** START **
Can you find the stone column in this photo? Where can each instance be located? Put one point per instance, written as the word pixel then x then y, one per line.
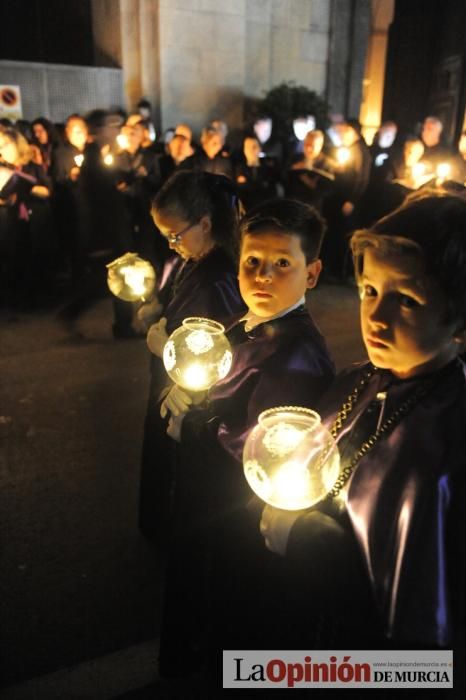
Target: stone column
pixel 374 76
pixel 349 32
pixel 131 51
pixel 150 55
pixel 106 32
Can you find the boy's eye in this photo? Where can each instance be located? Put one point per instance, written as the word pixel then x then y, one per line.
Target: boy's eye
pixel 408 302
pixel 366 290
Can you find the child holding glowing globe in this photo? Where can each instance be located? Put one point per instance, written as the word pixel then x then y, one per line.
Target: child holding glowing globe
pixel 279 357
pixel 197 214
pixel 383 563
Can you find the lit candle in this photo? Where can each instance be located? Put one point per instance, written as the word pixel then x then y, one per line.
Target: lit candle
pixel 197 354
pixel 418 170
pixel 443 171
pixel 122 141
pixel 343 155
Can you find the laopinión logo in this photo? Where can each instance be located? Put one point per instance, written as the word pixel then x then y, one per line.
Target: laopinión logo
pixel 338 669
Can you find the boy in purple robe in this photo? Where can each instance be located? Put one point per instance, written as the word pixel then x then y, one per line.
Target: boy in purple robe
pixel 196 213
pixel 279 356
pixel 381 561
** END **
**Set problem**
Please extract each item above word for word, leaving out the pictures.

**Solution to the exercise**
Can you find the stone column in this photo? Where can each instance be located? Put one point per instance, written as the word pixel then x then y, one per line.
Target: stone column
pixel 374 76
pixel 349 32
pixel 131 51
pixel 150 55
pixel 106 32
Can you find the boy's eye in this photo? Where can each instance be located? Put one point per instance, written as the word pixel then x then y, one per line.
Target: boy's eye
pixel 408 302
pixel 366 290
Can you find the child holding glowing globe in this photo? Where can each instance be located? Put one point per instance, written as the word pixel then x then y, one per line.
Target: child holding glowing globe
pixel 279 357
pixel 197 214
pixel 383 563
Can you find the lit candle in this photo? Where can each instance be located? Put one point per instance, written as the word pixel then x then y, one per line.
Target: lit candle
pixel 197 354
pixel 418 170
pixel 443 171
pixel 122 141
pixel 343 155
Can you find the laopinión logo in this photo? Where can each instance be located? Put one point per instance, written as the word pixel then x then y, one per line.
Target: laopinión logo
pixel 338 669
Can you find the boy in purple robe in this photo? Where can each instance be located? Put one point per instance, written as the word pixel then x then y, one per line.
Target: boy in purple robe
pixel 196 213
pixel 279 356
pixel 381 561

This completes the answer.